## [JOB]
Convert the material below into a JSON list of strings, with one string for each line and blank lines omitted. Leave out the pictures.

## [ENTRIES SHOWN]

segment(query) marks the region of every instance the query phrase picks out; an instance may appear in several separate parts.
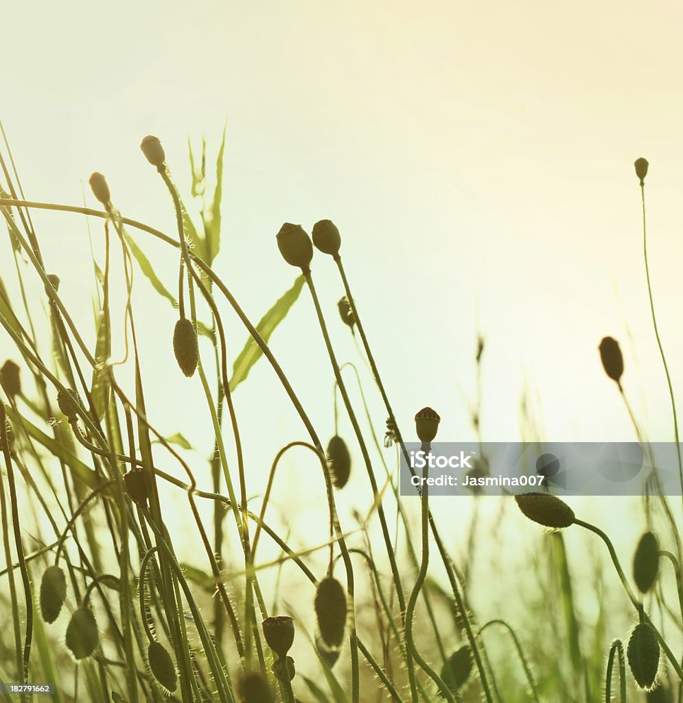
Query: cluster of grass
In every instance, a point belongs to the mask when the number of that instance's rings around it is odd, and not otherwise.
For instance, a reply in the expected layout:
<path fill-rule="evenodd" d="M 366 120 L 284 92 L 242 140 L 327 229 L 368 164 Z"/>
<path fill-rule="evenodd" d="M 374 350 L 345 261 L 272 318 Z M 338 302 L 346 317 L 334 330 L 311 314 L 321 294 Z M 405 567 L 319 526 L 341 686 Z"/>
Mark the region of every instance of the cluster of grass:
<path fill-rule="evenodd" d="M 629 576 L 599 527 L 577 517 L 568 505 L 549 494 L 518 496 L 521 512 L 550 531 L 542 535 L 542 548 L 536 554 L 538 622 L 533 613 L 524 615 L 532 624 L 521 628 L 507 618 L 480 620 L 469 586 L 476 548 L 479 544 L 482 548 L 477 512 L 473 513 L 468 557 L 462 565 L 453 557 L 450 538 L 437 524 L 426 489 L 420 494 L 419 531 L 416 534 L 412 529 L 395 472 L 385 458 L 393 447 L 394 463 L 401 453 L 407 459 L 407 450 L 342 263 L 337 227 L 329 220 L 320 221 L 313 228 L 311 240 L 298 225 L 282 226 L 277 245 L 300 276 L 254 324 L 212 266 L 220 243 L 223 146 L 216 186 L 211 202 L 204 201 L 200 228 L 183 205 L 160 141 L 145 137 L 141 149 L 168 191 L 169 207 L 177 223 L 175 237 L 124 217 L 114 205 L 106 179 L 98 173 L 93 174 L 89 182 L 100 209 L 27 201 L 11 159 L 1 157 L 5 188 L 0 193 L 0 209 L 20 295 L 10 299 L 4 285 L 0 285 L 0 325 L 15 352 L 0 369 L 4 467 L 0 481 L 4 555 L 0 599 L 6 614 L 6 627 L 0 632 L 0 682 L 53 682 L 59 702 L 588 703 L 637 700 L 644 695 L 638 692 L 643 690 L 648 691 L 649 700 L 672 700 L 675 690 L 680 703 L 683 671 L 669 644 L 672 641 L 669 633 L 680 639 L 683 627 L 683 555 L 673 511 L 667 497 L 658 491 L 656 476 L 649 482 L 652 491 L 644 501 L 648 530 L 634 546 Z M 644 167 L 639 161 L 636 167 L 643 187 L 646 164 Z M 204 193 L 204 172 L 202 166 L 197 173 L 193 164 L 193 195 Z M 643 194 L 644 217 L 644 191 Z M 49 262 L 43 259 L 31 219 L 32 212 L 41 208 L 60 211 L 65 217 L 96 218 L 103 224 L 104 261 L 101 265 L 93 261 L 98 301 L 94 350 L 84 341 L 82 330 L 60 297 L 59 280 L 51 275 Z M 130 233 L 134 230 L 177 253 L 176 295 L 162 283 Z M 371 421 L 370 431 L 364 429 L 347 389 L 342 373 L 345 365 L 337 359 L 311 270 L 316 250 L 321 259 L 323 255 L 332 259 L 321 260 L 321 266 L 337 269 L 344 295 L 339 311 L 369 366 L 375 382 L 372 390 L 384 404 L 384 448 Z M 646 265 L 646 248 L 645 253 Z M 112 314 L 115 256 L 122 262 L 126 291 L 122 328 L 113 321 L 119 318 Z M 199 474 L 197 463 L 188 462 L 178 451 L 180 440 L 164 437 L 148 414 L 132 303 L 136 269 L 177 311 L 174 354 L 182 373 L 198 379 L 205 396 L 206 422 L 214 432 L 211 485 L 197 480 L 197 475 L 204 475 Z M 359 449 L 359 470 L 367 475 L 372 491 L 371 517 L 377 527 L 372 538 L 367 530 L 350 531 L 343 526 L 337 509 L 337 494 L 344 490 L 351 467 L 352 452 L 346 441 L 335 434 L 323 446 L 315 423 L 268 347 L 270 334 L 304 287 L 316 312 L 311 323 L 322 335 L 334 378 L 335 401 L 338 392 L 353 444 Z M 46 318 L 37 314 L 36 299 L 47 302 Z M 210 315 L 209 323 L 197 318 L 200 304 Z M 223 323 L 226 305 L 249 335 L 232 376 Z M 656 323 L 653 305 L 652 312 Z M 37 334 L 45 325 L 49 328 L 48 358 Z M 198 335 L 212 342 L 212 374 L 205 370 L 207 360 L 202 359 Z M 112 340 L 121 342 L 125 349 L 122 361 L 112 359 Z M 479 378 L 483 349 L 480 340 L 476 354 Z M 600 354 L 607 375 L 625 401 L 618 344 L 606 337 Z M 232 394 L 261 356 L 308 437 L 305 441 L 292 441 L 278 452 L 264 486 L 247 487 L 247 461 L 240 439 L 244 420 L 238 417 Z M 668 378 L 663 352 L 662 359 Z M 130 388 L 119 382 L 119 367 L 131 370 Z M 362 394 L 361 390 L 371 420 Z M 671 397 L 675 421 L 672 391 Z M 627 402 L 627 407 L 630 412 Z M 477 430 L 480 412 L 478 408 L 474 418 Z M 415 416 L 415 432 L 427 450 L 436 436 L 439 419 L 429 408 Z M 634 424 L 646 446 L 635 418 Z M 228 467 L 225 446 L 228 439 L 235 447 L 235 466 Z M 316 458 L 325 487 L 329 530 L 323 545 L 326 567 L 319 573 L 312 570 L 307 553 L 292 548 L 290 536 L 280 534 L 266 520 L 278 467 L 294 447 Z M 160 468 L 162 463 L 168 468 L 171 463 L 182 472 L 183 479 Z M 477 470 L 486 471 L 485 465 Z M 198 538 L 206 572 L 183 565 L 169 529 L 175 515 L 160 498 L 162 484 L 184 492 L 186 515 Z M 263 491 L 258 510 L 250 508 L 248 500 L 255 490 Z M 480 497 L 473 496 L 471 500 L 478 505 Z M 212 505 L 210 526 L 202 519 L 200 503 Z M 30 505 L 33 514 L 20 509 L 22 505 Z M 226 517 L 229 527 L 225 524 Z M 589 626 L 577 615 L 570 558 L 564 535 L 559 531 L 579 528 L 601 541 L 613 566 L 616 576 L 603 574 L 599 586 L 620 584 L 632 607 L 636 624 L 627 640 L 609 641 L 610 622 L 601 599 L 599 625 Z M 528 529 L 531 534 L 534 528 Z M 663 534 L 656 536 L 656 531 Z M 34 538 L 40 544 L 32 551 L 25 546 L 30 534 L 37 534 Z M 234 534 L 242 560 L 241 565 L 229 565 L 229 574 L 225 555 L 228 534 Z M 287 563 L 297 570 L 302 584 L 297 607 L 308 604 L 315 613 L 314 631 L 304 627 L 295 612 L 274 614 L 274 609 L 269 608 L 269 603 L 277 602 L 278 594 L 265 592 L 262 585 L 264 565 L 256 558 L 262 539 L 272 541 L 281 550 L 280 568 Z M 665 541 L 670 549 L 661 546 Z M 673 567 L 674 588 L 663 585 L 662 562 Z M 360 594 L 368 588 L 370 600 L 363 602 Z M 671 593 L 679 608 L 668 597 Z M 363 626 L 360 617 L 362 606 L 368 604 L 375 627 Z M 522 605 L 527 606 L 531 607 Z M 594 636 L 590 642 L 587 633 Z M 317 662 L 319 680 L 297 673 L 290 653 L 297 636 L 309 643 L 310 659 Z M 658 686 L 660 681 L 663 683 Z M 27 693 L 19 696 L 22 702 L 30 697 Z"/>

## [EXERCISE SOLUTION]
[
  "segment(query) marks the region of every instance the query phrase picks out; an instance may appear in several separate parts.",
  "Query: cluster of grass",
  "In every instance, a point belongs to the mask when the number of that instance's rings around it is odd, and not otherwise.",
  "For instance, a reply in the expected layout:",
  "<path fill-rule=\"evenodd\" d=\"M 366 120 L 284 92 L 242 140 L 327 229 L 368 164 Z\"/>",
  "<path fill-rule=\"evenodd\" d=\"M 374 350 L 345 261 L 272 318 Z M 338 302 L 346 317 L 334 330 L 311 314 L 321 294 Z M 405 567 L 319 526 L 341 686 Z\"/>",
  "Mark the region of every instance of the cluster of grass:",
  "<path fill-rule=\"evenodd\" d=\"M 629 576 L 599 527 L 577 517 L 568 505 L 549 494 L 518 496 L 521 512 L 550 531 L 542 535 L 542 548 L 536 554 L 538 622 L 533 613 L 524 615 L 532 624 L 521 628 L 507 618 L 480 620 L 469 586 L 476 548 L 479 544 L 482 548 L 477 512 L 473 513 L 468 557 L 462 565 L 453 557 L 450 538 L 437 524 L 426 489 L 420 494 L 419 531 L 416 534 L 412 529 L 395 472 L 385 458 L 393 447 L 394 463 L 401 453 L 407 459 L 407 450 L 342 263 L 337 227 L 329 220 L 320 221 L 313 228 L 311 240 L 298 225 L 282 226 L 277 245 L 300 276 L 254 324 L 212 266 L 220 243 L 223 146 L 216 186 L 211 202 L 204 201 L 200 228 L 183 205 L 160 141 L 145 137 L 141 149 L 168 191 L 169 207 L 177 223 L 175 237 L 124 217 L 114 205 L 106 179 L 98 173 L 93 174 L 89 182 L 100 209 L 27 201 L 11 159 L 1 157 L 5 188 L 0 193 L 0 209 L 20 295 L 10 299 L 4 285 L 0 285 L 0 325 L 15 352 L 0 369 L 4 467 L 0 481 L 4 555 L 0 599 L 6 614 L 6 627 L 0 632 L 0 682 L 53 682 L 59 702 L 588 703 L 637 700 L 644 695 L 638 692 L 643 690 L 648 691 L 649 700 L 672 700 L 675 690 L 680 703 L 683 671 L 669 644 L 672 641 L 669 633 L 680 639 L 683 627 L 683 555 L 673 511 L 667 497 L 658 491 L 656 476 L 649 482 L 652 491 L 644 501 L 648 530 L 634 546 Z M 644 167 L 639 161 L 636 167 L 643 187 L 646 164 Z M 204 193 L 204 172 L 202 166 L 197 173 L 193 164 L 193 195 Z M 643 194 L 644 217 L 644 191 Z M 49 262 L 43 259 L 31 219 L 32 212 L 41 208 L 60 211 L 65 217 L 96 218 L 103 224 L 104 261 L 101 265 L 93 261 L 98 301 L 94 350 L 84 341 L 82 330 L 60 297 L 59 280 L 51 275 Z M 130 233 L 134 230 L 177 253 L 176 295 L 162 283 Z M 371 421 L 370 431 L 364 429 L 347 389 L 342 373 L 345 365 L 337 359 L 311 270 L 316 250 L 321 259 L 323 255 L 332 259 L 321 260 L 321 266 L 337 269 L 344 295 L 339 311 L 369 366 L 375 382 L 372 390 L 384 404 L 384 448 Z M 646 265 L 646 248 L 645 253 Z M 112 314 L 115 256 L 122 262 L 126 291 L 122 328 L 113 321 L 119 318 Z M 199 474 L 197 463 L 188 462 L 178 451 L 180 440 L 164 437 L 148 414 L 132 303 L 136 269 L 177 311 L 174 354 L 182 373 L 198 379 L 205 396 L 206 422 L 214 432 L 211 485 L 197 480 L 197 475 L 204 475 Z M 359 449 L 359 470 L 367 475 L 372 491 L 371 517 L 377 527 L 372 538 L 367 530 L 350 531 L 343 526 L 337 509 L 337 494 L 344 490 L 351 467 L 352 452 L 346 441 L 335 434 L 323 446 L 315 423 L 268 347 L 270 334 L 304 287 L 316 312 L 311 323 L 322 335 L 334 378 L 335 401 L 338 392 L 353 444 Z M 46 318 L 37 314 L 36 299 L 47 302 Z M 210 315 L 209 323 L 197 318 L 200 304 Z M 223 323 L 226 305 L 249 335 L 232 376 Z M 656 323 L 653 305 L 652 312 Z M 37 334 L 45 325 L 49 328 L 48 358 Z M 198 335 L 212 342 L 212 374 L 205 370 L 207 360 L 202 359 Z M 112 340 L 121 342 L 125 349 L 122 361 L 112 359 Z M 479 378 L 483 349 L 480 340 L 476 354 Z M 600 354 L 607 375 L 625 401 L 618 344 L 606 337 Z M 232 394 L 261 356 L 308 437 L 305 441 L 292 441 L 278 452 L 264 486 L 247 487 L 247 461 L 240 439 L 244 420 L 238 417 Z M 668 378 L 663 352 L 662 359 Z M 130 388 L 119 382 L 119 367 L 131 370 Z M 362 394 L 361 390 L 371 420 Z M 671 397 L 675 421 L 672 391 Z M 627 402 L 627 407 L 630 412 Z M 477 430 L 480 412 L 478 408 L 474 418 Z M 415 416 L 415 432 L 427 450 L 436 436 L 439 419 L 429 408 Z M 634 424 L 646 446 L 635 418 Z M 228 467 L 225 446 L 228 439 L 235 447 L 235 466 Z M 316 458 L 325 487 L 329 530 L 323 545 L 326 567 L 319 573 L 312 570 L 307 553 L 292 548 L 290 536 L 280 534 L 266 520 L 278 467 L 294 447 Z M 160 468 L 162 463 L 168 468 L 171 463 L 182 472 L 183 479 Z M 477 470 L 486 471 L 485 465 Z M 198 538 L 206 572 L 183 565 L 169 529 L 175 515 L 160 498 L 162 484 L 184 492 L 186 515 Z M 263 491 L 258 510 L 250 508 L 248 500 L 255 490 Z M 480 497 L 473 496 L 471 500 L 478 505 Z M 212 505 L 210 526 L 202 519 L 200 503 Z M 30 505 L 33 514 L 20 509 L 22 505 Z M 226 517 L 229 527 L 225 524 Z M 589 626 L 577 615 L 570 558 L 564 535 L 559 531 L 579 528 L 601 541 L 613 566 L 616 576 L 603 574 L 599 586 L 620 584 L 632 607 L 636 624 L 627 640 L 609 641 L 610 622 L 601 599 L 599 625 Z M 528 529 L 531 534 L 534 528 Z M 663 534 L 656 536 L 656 531 Z M 34 538 L 40 544 L 32 551 L 25 546 L 30 534 L 37 534 Z M 234 534 L 242 560 L 241 565 L 229 565 L 229 574 L 225 555 L 228 534 Z M 287 563 L 297 570 L 302 584 L 297 607 L 308 604 L 315 613 L 314 631 L 304 627 L 295 612 L 274 614 L 274 609 L 269 608 L 269 603 L 277 602 L 278 594 L 265 592 L 262 585 L 264 565 L 256 558 L 262 539 L 272 541 L 281 550 L 280 568 Z M 665 541 L 670 549 L 661 546 Z M 673 567 L 674 588 L 663 585 L 662 562 Z M 360 594 L 368 588 L 370 600 L 363 602 Z M 671 593 L 679 608 L 668 597 Z M 363 626 L 360 617 L 362 606 L 368 604 L 375 627 Z M 522 605 L 527 606 L 531 607 Z M 594 636 L 590 642 L 587 633 Z M 317 662 L 319 680 L 297 673 L 290 653 L 297 636 L 309 643 L 310 659 Z M 658 686 L 660 681 L 663 683 Z M 27 693 L 19 696 L 22 702 L 30 697 Z\"/>"
]